== Task brief ==
Copy out every line of the items below, including the requests, and increase each x and y coordinate in the answers by 105.

== Records supplied ==
────

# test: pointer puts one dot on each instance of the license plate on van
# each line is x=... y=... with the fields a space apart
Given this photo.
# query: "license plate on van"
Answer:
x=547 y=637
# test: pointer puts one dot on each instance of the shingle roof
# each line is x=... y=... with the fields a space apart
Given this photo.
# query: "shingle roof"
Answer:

────

== Result ==
# test: pointer puts one dot on each instance of the license plate on van
# each line is x=... y=... with the fields a space apart
Given this photo.
# query: "license plate on van"
Answer:
x=652 y=742
# test: pointer puts one dot on each instance of the shingle roof
# each line is x=... y=... with the fields a space apart
Given this photo.
# query: "shingle roof"
Answer:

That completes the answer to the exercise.